Task statement:
Please reproduce the passage of the film review between "Bitti is amazed" and "can marry her.", inclusive.

Document segment:
————————

By Martin D’Souza | Opening Doorz Editorial | August 18, 2017 Rating: 4 / 5 The essence: The story is ordinary, but treatment extraordinary. It’s a love story which looks simple at first […]
By Martin D’Souza | Opening Doorz Editorial | August 18, 2017
Rating: 4 / 5
The essence: The story is ordinary, but treatment extraordinary. It’s a love story which looks simple at first but gets complicated later. The entire mood of the film is celebratory: It’s celebrates a father’s relationship with his daughter; a daughter’s desire to be what she wants to be; a forlorn lover’s delight when he chances upon a new love. It also celebrates the reluctant ‘writer’s’ need to celebrate life!
This one is Kool & The Gang. Ensconced in Bareilly (Uttar Pradesh) the foursome rip out a riot of emotions on screen. Intermittently, I find myself breaking out into laughter at the stark emotions expressed with ordinary charm. At every turn, there is a surprise in store which is simple, everyday life happenings captured with the minimum of fuss and executed brilliantly by the artistes on screen.
Every character adds a layer to the script which at the core is a simple love story. But complications creep in with the hero not wanting to reveal his identity to the girl who has fallen in love with a nondescript book that has found its first reluctant buyer, five years after it has been published!
Bareilly Ki Barfi is a book Bitti Mishra (Kriti Sanon) buys at the railway book stall one night as she has plans to run away from home. The sleepy stall owner gives her a heavy discount on the book and pushes it into her hand.
Bitti is amazed at the similarity of the character in the book and wonders how the writer could have known her so well. Truth is, the writer, Chirag Dubey (Ayushmann Khurana), has been dumped by Babli, the girl he loved and he pours his heart out into this book, while Babli’s photograph finds a space into his wallet. Not wanting his name as the author (for obvious reasons) Chirag and his friend Munna (Rohit Chaudhary) bulldoze Pritam Vidrohi (Rajkummar Rao) another friend, to pose as the writer and give his name to the book.
Needless to say, Bitti returns to the bookstall owner in search of the author. He takes her to Chirag (a printing press owner) who in turn helps her meet Vidrohi, but not before explaining to Vidrohi that he has to break Bitti’s heart so that he (Chirag) can marry her.
What Chirag feared most opens up before his very eyes as he sees Bitti and Vidrohi getting on like a house on fire. The Babli chapter seems to be replaying itself again. Good for Chirag, because he has been looking for a Babli in every other girl ever since she broke his heart!

————————

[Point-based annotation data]

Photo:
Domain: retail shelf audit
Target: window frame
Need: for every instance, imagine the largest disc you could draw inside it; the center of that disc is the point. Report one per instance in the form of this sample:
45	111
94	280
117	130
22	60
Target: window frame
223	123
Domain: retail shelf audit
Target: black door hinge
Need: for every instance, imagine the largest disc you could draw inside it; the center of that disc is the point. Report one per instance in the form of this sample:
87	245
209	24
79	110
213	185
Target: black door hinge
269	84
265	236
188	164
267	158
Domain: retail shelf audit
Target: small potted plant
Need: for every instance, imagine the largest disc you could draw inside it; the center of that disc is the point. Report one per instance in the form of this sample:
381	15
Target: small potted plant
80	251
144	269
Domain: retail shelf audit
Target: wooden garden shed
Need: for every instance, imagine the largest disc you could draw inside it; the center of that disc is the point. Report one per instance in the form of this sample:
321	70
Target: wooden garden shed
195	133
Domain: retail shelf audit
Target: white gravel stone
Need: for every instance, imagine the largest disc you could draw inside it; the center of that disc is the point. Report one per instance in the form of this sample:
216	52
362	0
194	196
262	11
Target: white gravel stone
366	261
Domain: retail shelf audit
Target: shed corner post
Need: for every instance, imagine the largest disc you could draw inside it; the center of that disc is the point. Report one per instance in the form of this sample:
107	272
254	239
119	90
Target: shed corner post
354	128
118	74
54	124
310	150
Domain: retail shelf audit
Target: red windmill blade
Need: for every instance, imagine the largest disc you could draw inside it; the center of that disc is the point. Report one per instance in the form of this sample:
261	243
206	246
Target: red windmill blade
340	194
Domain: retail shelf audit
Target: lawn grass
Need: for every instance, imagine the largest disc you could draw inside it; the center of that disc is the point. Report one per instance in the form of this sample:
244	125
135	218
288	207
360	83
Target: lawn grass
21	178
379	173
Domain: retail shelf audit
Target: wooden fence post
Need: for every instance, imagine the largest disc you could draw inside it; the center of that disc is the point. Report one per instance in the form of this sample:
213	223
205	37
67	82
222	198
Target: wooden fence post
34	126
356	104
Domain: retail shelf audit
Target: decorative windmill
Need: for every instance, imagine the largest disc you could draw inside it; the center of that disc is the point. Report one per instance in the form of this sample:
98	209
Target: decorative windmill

————————

Solution to the exercise:
Bitti is amazed at the similarity of the character in the book and wonders how the writer could have known her so well. Truth is, the writer, Chirag Dubey (Ayushmann Khurana), has been dumped by Babli, the girl he loved and he pours his heart out into this book, while Babli’s photograph finds a space into his wallet. Not wanting his name as the author (for obvious reasons) Chirag and his friend Munna (Rohit Chaudhary) bulldoze Pritam Vidrohi (Rajkummar Rao) another friend, to pose as the writer and give his name to the book.
Needless to say, Bitti returns to the bookstall owner in search of the author. He takes her to Chirag (a printing press owner) who in turn helps her meet Vidrohi, but not before explaining to Vidrohi that he has to break Bitti’s heart so that he (Chirag) can marry her.